__Exercise prompt__.
Copy the basketball forum thread between "## LOYALTY (May" and "point power forward.", inclusive, and switch "turnovers" to "steals".

__Excerpt provided__.
######

Congrats on the trade. Huge pick up IMO for the Cavs. Mo is a dynamic player, and will help the Cavs become a bigger threat as a serious contender. Good luck with him.


----------



## LOYALTY (May 23, 2003)

futuristxen said:


> Honestly, we should play Lebron at the 4 more. He's huge, and that gives us a lot of speed defensively to force turnovers. And the way he's been blocking shots last year and this summer, he's playing more and more like a big point power forward.
> 
> Are we still in the JR Smith-stakes?


I agree with this in a lot of ways. Lebron has a lot of the same skills that Charles Barkley had. If Bron can get better at boxing out and rebounding, he could be a big forward who just happens to be a great ball-handler and passer.

I think bringing Mo Williams in is a big addition. He is hitting his prime now, and playing his best ball. They still need another bona-fide star player. Boobie and Delonte West are both capable of playing the 1 and 2 positions. Wally will get the minutes ahead of Sasha to increase his trade value. I did not think it would be possible to move Damon Jones. Ferry deserves credit for finding a way to do that. I think they will play the first half of the season with this current team. If there is a good big man available at the trade deadline, then I can see them making a move. Otherwise, we wait until the end of the season, and use Wally's money + Snow's money to add a big name star.


----------



## Pioneer10 (Sep 30, 2004)

> Never let it be said that the Cavaliers won't spend money to make sure LeBron James stays put in Cleveland. Danny Ferry went to work with some of his $30 million war chest of expiring contracts, and came out of it with a point guard who should provide a major upgrade for the Cavs' beleaguered offense.
> Wednesday's trade for Milwaukee's Mo Williams also sent Joe Smith to Oklahoma City and Damon Jones to Milwaukee and returned Oklahoma City veteran Adrian Griffin; additionally, Luke Ridnour went from Oklahoma City (if he ever bothered moving there) to Milwaukee and Desmond Mason went from Milwaukee to Oklahoma City.
> Cleveland takes on the final five years and $44 million of Williams' deal, but that's a small price to pay to make sure King James stays put in 2010. Williams isn't a pure point guard, but with LeBron handling the ball so much, he doesn't need to be.

######

Stored data
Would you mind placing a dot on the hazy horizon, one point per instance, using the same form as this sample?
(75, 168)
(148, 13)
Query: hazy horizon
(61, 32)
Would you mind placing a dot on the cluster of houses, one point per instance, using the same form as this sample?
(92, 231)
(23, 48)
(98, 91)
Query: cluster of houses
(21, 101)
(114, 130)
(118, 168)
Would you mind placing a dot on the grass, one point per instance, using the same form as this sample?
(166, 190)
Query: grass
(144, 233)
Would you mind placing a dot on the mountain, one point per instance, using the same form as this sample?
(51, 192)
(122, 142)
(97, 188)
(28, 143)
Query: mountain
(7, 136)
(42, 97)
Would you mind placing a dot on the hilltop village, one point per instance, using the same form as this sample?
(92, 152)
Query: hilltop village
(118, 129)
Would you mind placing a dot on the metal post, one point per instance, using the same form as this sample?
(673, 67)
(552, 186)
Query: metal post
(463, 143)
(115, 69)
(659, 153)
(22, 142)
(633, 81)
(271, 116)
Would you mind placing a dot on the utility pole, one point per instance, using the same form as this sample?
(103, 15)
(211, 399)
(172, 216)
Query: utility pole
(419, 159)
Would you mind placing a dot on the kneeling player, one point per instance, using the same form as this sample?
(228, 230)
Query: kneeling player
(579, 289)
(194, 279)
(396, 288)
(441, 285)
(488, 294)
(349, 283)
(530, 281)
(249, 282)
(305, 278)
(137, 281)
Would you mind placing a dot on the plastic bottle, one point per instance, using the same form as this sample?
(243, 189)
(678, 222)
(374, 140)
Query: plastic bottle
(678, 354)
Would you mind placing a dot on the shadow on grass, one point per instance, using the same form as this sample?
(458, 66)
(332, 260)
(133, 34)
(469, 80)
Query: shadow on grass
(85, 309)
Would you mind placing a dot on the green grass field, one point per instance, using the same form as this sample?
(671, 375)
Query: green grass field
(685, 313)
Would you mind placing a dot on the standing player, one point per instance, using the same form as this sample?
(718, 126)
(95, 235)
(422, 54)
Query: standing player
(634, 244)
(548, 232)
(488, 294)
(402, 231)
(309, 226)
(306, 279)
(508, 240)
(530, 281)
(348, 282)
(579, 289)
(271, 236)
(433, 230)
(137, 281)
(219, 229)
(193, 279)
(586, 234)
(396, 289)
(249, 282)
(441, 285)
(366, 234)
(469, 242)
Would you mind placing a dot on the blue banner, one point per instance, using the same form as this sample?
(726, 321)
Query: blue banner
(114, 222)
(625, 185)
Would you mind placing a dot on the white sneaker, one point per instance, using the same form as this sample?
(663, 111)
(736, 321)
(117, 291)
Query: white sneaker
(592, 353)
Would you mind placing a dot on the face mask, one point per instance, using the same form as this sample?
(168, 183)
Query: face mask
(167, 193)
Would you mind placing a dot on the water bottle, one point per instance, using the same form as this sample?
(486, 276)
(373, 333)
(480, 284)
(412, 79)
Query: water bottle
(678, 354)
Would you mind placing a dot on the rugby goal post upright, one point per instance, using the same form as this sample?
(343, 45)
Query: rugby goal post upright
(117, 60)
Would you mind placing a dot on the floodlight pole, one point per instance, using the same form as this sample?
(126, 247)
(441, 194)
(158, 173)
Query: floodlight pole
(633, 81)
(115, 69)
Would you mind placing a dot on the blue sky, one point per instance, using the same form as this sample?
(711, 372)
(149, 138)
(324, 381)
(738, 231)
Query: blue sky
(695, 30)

######

__Response__.
## LOYALTY (May 23, 2003)

futuristxen said:


> Honestly, we should play Lebron at the 4 more. He's huge, and that gives us a lot of speed defensively to force steals. And the way he's been blocking shots last year and this summer, he's playing more and more like a big point power forward.